Pick out every line of the entries below that contains the string "door", matching case exactly.

☆ ☆ ☆

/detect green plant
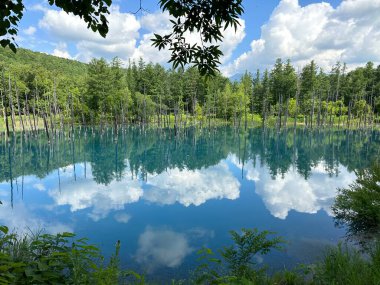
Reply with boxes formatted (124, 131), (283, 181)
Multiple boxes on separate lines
(195, 229), (284, 284)
(0, 226), (127, 284)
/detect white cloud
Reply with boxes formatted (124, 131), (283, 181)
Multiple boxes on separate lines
(39, 6), (141, 61)
(37, 5), (245, 63)
(232, 155), (356, 219)
(23, 26), (37, 36)
(222, 0), (380, 76)
(144, 162), (240, 207)
(33, 183), (46, 192)
(136, 227), (193, 272)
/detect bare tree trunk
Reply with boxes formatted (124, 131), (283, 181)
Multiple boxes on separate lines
(8, 75), (16, 134)
(15, 85), (25, 133)
(0, 90), (9, 138)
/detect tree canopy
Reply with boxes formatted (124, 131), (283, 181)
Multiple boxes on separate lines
(0, 0), (244, 75)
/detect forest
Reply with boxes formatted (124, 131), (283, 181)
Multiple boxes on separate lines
(0, 49), (380, 134)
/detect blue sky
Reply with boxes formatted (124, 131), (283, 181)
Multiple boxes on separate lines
(14, 0), (380, 76)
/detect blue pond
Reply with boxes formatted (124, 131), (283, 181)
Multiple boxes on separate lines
(0, 127), (380, 281)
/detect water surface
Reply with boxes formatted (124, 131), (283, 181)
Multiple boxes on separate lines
(0, 128), (380, 280)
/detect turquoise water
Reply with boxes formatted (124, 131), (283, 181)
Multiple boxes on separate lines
(0, 128), (380, 280)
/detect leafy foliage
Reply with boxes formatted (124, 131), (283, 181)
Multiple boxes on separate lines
(152, 0), (244, 75)
(0, 226), (126, 284)
(0, 0), (243, 75)
(195, 229), (284, 284)
(332, 161), (380, 242)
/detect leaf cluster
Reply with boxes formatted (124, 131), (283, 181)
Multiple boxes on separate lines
(152, 0), (244, 75)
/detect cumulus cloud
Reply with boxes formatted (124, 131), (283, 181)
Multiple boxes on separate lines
(222, 0), (380, 76)
(136, 227), (193, 272)
(233, 155), (356, 219)
(39, 6), (141, 61)
(144, 162), (240, 207)
(37, 5), (245, 63)
(114, 213), (132, 224)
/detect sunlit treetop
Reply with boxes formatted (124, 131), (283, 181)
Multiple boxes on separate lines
(0, 0), (244, 75)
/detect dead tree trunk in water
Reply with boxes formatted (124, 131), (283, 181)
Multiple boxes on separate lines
(15, 82), (25, 133)
(8, 75), (16, 134)
(0, 90), (9, 138)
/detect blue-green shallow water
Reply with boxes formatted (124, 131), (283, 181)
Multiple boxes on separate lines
(0, 128), (380, 281)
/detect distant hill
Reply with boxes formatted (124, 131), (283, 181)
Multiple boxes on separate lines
(0, 48), (87, 77)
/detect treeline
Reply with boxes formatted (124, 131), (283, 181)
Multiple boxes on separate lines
(0, 127), (380, 185)
(0, 46), (380, 132)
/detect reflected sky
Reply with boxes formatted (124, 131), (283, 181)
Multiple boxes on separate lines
(0, 129), (378, 280)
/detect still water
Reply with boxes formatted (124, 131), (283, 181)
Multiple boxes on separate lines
(0, 128), (380, 280)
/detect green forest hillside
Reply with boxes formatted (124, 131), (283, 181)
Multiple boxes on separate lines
(0, 48), (87, 77)
(0, 46), (380, 130)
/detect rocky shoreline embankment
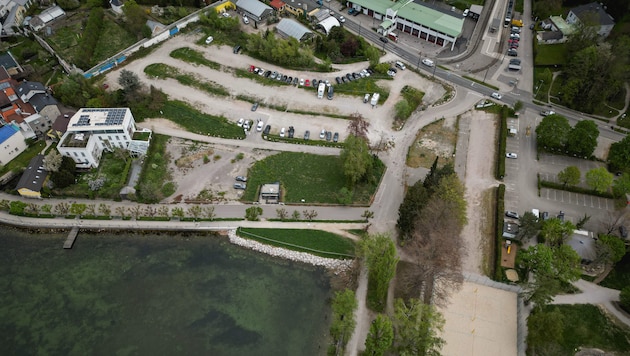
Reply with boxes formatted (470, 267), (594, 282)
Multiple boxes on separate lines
(228, 230), (354, 273)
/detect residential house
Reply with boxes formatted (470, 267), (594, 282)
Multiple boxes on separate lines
(276, 19), (313, 42)
(28, 6), (66, 31)
(57, 108), (151, 168)
(236, 0), (273, 22)
(567, 2), (615, 38)
(0, 124), (26, 165)
(348, 0), (464, 51)
(16, 155), (48, 198)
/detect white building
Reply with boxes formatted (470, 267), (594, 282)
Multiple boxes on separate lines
(0, 124), (26, 165)
(57, 108), (151, 168)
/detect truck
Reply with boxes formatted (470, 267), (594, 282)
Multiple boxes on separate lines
(317, 83), (326, 99)
(370, 93), (381, 106)
(490, 18), (501, 33)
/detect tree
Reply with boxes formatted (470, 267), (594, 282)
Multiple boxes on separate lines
(585, 167), (614, 193)
(348, 112), (370, 142)
(595, 235), (626, 266)
(357, 235), (398, 312)
(245, 206), (263, 221)
(540, 218), (575, 247)
(340, 135), (373, 187)
(276, 208), (289, 220)
(608, 136), (630, 173)
(118, 69), (141, 94)
(619, 286), (630, 311)
(558, 166), (582, 188)
(527, 308), (564, 354)
(536, 114), (571, 151)
(330, 289), (358, 355)
(44, 150), (63, 173)
(393, 298), (444, 356)
(364, 314), (394, 356)
(516, 211), (540, 241)
(567, 120), (599, 158)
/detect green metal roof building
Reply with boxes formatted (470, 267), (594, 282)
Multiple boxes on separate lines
(348, 0), (464, 50)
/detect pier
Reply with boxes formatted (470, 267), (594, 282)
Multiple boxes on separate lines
(63, 226), (79, 249)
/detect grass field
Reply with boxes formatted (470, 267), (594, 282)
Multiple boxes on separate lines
(237, 228), (354, 258)
(0, 141), (46, 175)
(534, 43), (567, 66)
(243, 152), (385, 204)
(532, 304), (630, 355)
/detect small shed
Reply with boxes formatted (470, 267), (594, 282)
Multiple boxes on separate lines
(260, 182), (280, 204)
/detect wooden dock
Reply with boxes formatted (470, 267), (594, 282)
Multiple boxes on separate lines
(63, 226), (79, 249)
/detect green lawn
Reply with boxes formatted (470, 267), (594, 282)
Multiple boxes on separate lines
(528, 304), (630, 356)
(243, 152), (385, 204)
(237, 228), (354, 258)
(0, 141), (46, 175)
(534, 43), (567, 66)
(600, 253), (630, 290)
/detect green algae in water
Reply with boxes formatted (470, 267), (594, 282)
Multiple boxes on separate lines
(0, 231), (331, 355)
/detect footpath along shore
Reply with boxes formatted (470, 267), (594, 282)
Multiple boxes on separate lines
(0, 211), (366, 272)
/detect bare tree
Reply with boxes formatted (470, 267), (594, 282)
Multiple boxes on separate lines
(602, 209), (627, 235)
(402, 196), (465, 306)
(348, 112), (370, 142)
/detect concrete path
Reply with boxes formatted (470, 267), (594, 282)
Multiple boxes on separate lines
(551, 279), (630, 326)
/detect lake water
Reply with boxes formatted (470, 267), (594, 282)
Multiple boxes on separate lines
(0, 226), (332, 356)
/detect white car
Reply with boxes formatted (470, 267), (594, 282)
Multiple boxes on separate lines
(422, 58), (435, 67)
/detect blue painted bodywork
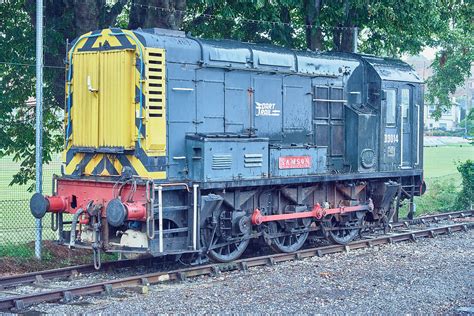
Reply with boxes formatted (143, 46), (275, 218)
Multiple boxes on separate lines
(134, 29), (423, 183)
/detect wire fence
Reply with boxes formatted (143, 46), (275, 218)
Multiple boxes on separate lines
(0, 155), (61, 246)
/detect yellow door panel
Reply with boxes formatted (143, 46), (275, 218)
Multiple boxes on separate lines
(99, 50), (135, 149)
(71, 52), (100, 147)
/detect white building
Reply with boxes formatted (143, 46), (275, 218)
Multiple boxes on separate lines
(424, 103), (461, 131)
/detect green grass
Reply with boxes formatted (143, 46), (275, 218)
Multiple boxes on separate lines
(0, 145), (474, 252)
(423, 145), (474, 183)
(400, 144), (474, 217)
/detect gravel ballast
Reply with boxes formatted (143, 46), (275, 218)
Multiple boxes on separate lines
(30, 230), (474, 314)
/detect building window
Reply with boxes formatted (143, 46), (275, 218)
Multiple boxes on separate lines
(385, 89), (397, 125)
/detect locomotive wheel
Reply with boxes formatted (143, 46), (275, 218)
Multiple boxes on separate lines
(327, 216), (362, 245)
(268, 220), (309, 252)
(201, 210), (250, 262)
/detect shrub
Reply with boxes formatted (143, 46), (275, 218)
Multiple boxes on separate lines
(455, 160), (474, 210)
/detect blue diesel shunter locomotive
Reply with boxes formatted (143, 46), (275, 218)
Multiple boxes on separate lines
(31, 28), (424, 262)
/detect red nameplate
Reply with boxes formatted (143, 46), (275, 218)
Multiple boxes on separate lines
(278, 156), (311, 169)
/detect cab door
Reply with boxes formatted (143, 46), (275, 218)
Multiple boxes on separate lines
(400, 86), (414, 169)
(380, 86), (400, 171)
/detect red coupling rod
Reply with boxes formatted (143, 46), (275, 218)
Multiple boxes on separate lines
(251, 203), (369, 225)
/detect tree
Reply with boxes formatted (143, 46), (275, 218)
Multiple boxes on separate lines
(0, 0), (181, 189)
(0, 0), (474, 183)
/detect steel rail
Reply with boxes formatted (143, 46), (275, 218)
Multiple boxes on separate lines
(0, 223), (474, 311)
(0, 210), (474, 290)
(0, 259), (150, 290)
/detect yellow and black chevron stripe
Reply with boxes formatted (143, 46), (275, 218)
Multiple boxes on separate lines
(64, 28), (166, 179)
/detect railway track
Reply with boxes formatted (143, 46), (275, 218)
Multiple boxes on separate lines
(0, 210), (474, 311)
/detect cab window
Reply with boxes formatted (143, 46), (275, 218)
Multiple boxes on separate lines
(401, 89), (410, 119)
(385, 89), (397, 125)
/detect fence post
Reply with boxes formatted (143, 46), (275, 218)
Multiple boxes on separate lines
(35, 0), (43, 259)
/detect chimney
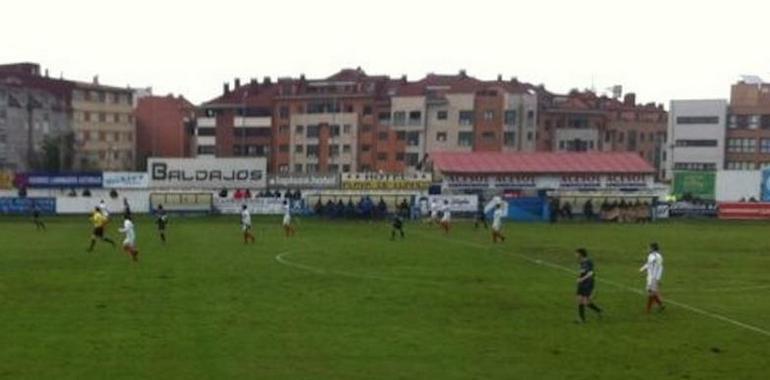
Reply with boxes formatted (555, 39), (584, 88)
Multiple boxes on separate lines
(623, 92), (636, 106)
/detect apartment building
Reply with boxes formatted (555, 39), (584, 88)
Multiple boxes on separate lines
(537, 88), (668, 178)
(724, 77), (770, 170)
(0, 63), (72, 171)
(134, 95), (195, 169)
(666, 99), (727, 179)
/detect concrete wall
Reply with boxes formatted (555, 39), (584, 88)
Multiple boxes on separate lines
(716, 170), (762, 202)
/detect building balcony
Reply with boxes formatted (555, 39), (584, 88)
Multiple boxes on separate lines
(233, 116), (273, 128)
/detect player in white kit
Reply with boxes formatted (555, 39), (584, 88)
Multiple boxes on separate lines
(440, 201), (452, 234)
(492, 203), (505, 243)
(241, 205), (256, 244)
(639, 243), (665, 313)
(283, 199), (296, 237)
(118, 215), (139, 262)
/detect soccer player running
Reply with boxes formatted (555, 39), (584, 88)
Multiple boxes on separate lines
(390, 213), (404, 240)
(639, 243), (666, 313)
(155, 205), (168, 244)
(440, 201), (452, 234)
(32, 204), (45, 231)
(241, 205), (256, 244)
(492, 203), (505, 243)
(88, 206), (115, 252)
(118, 215), (139, 262)
(575, 248), (602, 323)
(283, 199), (296, 237)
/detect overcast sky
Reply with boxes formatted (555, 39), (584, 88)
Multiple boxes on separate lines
(0, 0), (770, 103)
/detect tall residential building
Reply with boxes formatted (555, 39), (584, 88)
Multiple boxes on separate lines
(0, 63), (72, 171)
(134, 95), (195, 168)
(724, 78), (770, 170)
(538, 88), (668, 178)
(666, 99), (727, 179)
(72, 77), (136, 170)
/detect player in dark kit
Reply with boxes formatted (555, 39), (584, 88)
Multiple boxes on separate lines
(32, 205), (45, 231)
(390, 214), (404, 240)
(575, 248), (602, 323)
(155, 205), (168, 243)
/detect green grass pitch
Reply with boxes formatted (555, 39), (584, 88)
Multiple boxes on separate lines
(0, 216), (770, 380)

☆ ☆ ☆

Solution for this exercise:
/detect yellow door panel
/detect cab door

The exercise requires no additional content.